**Exercise prompt**
Return each line below that contains the word "finger", copied in full.

***** Extracted information

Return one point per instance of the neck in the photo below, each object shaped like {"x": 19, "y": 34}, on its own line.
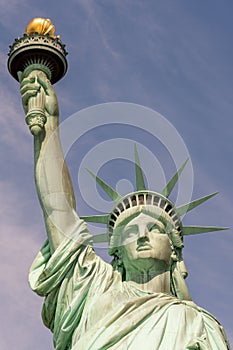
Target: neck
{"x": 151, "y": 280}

**********
***** Extracted information

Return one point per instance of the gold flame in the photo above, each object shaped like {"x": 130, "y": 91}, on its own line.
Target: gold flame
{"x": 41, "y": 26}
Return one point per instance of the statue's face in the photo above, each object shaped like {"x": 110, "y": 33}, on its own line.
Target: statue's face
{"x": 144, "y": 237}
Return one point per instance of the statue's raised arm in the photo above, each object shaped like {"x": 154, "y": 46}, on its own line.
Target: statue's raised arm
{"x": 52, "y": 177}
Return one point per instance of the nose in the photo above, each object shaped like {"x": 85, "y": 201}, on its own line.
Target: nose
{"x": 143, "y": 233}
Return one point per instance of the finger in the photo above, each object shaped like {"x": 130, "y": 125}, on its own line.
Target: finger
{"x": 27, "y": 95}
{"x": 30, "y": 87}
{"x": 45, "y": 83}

**********

**Reply**
Return one point per instance of the finger in the photo above, each object shaped like {"x": 130, "y": 125}, on its own line.
Target: finger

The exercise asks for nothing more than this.